## INSTRUCTIONS FOR THE TASK
Edit the AI tech lead job description by reproducing everything from "As AI Expert" down to "our continuous-learning loop." with "pipeline" changed to "workflow".

## PROVIDED PASSAGE
----------------------------------------

AI Tech lead/ Senior developer (ML Ops Architect / ML Infrastructure Lead)

As AI Expert in the CTO’s office, you will be the technical owner of everything model-powered inside the company:

  • Architecture – Design the end-to-end pipeline that ingests org context, routes to the right expert model, executes code in sandboxed containers, and feeds rich telemetry back into our continuous-learning loop.
  • Model Strategy – Decide when we fine-tune open-source Llama-3 vs. hot-swap to Bedrock or Vertex; benchmark MoE routers for latency and cost; champion vLLM/Triton for GPU efficiency.
  • MLOps at Scale – Own versioning, lineage, policy gating and roll-back of models and in-line tools. Ship deterministic, reproducible releases that DevSecOps trusts.

----------------------------------------

## Stored items
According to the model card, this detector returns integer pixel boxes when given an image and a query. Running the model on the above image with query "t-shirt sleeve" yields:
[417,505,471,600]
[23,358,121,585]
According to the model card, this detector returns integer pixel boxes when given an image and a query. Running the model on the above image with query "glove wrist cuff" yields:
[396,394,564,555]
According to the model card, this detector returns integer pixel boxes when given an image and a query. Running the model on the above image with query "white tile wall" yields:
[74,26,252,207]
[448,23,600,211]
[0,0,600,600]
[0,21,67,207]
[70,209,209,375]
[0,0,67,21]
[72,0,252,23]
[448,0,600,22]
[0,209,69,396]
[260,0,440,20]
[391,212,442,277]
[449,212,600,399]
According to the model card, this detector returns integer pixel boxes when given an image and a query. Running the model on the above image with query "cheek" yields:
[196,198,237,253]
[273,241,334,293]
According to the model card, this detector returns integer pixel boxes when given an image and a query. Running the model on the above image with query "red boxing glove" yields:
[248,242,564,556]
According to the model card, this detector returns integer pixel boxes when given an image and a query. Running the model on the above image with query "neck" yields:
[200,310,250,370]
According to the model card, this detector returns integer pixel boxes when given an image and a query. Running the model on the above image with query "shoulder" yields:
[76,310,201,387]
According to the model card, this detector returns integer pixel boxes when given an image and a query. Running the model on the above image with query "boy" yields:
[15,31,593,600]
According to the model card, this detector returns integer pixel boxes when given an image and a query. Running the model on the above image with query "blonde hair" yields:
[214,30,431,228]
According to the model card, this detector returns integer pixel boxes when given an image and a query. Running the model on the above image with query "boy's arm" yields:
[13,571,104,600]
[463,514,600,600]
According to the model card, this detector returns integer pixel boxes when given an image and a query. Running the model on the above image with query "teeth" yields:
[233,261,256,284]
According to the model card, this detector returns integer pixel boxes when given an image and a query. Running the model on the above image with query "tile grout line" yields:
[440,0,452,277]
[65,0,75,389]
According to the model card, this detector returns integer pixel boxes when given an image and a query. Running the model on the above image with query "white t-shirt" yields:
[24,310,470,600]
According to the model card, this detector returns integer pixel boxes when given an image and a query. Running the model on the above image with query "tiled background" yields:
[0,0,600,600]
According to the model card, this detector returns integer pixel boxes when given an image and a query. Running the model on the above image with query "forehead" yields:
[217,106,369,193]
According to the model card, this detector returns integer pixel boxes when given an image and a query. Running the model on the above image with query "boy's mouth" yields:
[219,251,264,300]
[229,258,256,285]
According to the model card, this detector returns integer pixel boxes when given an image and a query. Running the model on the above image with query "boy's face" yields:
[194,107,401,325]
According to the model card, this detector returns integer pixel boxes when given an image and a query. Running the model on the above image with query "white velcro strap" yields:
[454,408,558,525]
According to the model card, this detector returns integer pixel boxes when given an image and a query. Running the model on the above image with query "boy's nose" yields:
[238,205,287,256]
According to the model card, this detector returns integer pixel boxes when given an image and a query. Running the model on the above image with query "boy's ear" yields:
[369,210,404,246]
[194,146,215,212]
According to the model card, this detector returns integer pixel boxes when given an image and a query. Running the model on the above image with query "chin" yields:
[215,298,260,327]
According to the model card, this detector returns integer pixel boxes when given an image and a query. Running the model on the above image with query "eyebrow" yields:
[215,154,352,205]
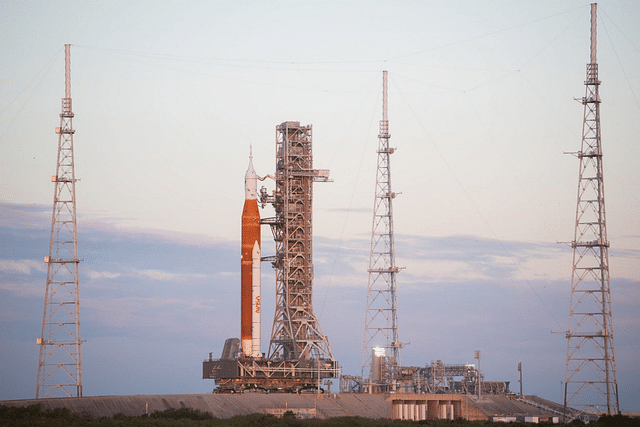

----------------------------------------

## WRITTEN RESPONSE
As AI Expert in the CTO’s office, you will be the technical owner of everything model-powered inside the company:

  • Architecture – Design the end-to-end workflow that ingests org context, routes to the right expert model, executes code in sandboxed containers, and feeds rich telemetry back into our continuous-learning loop.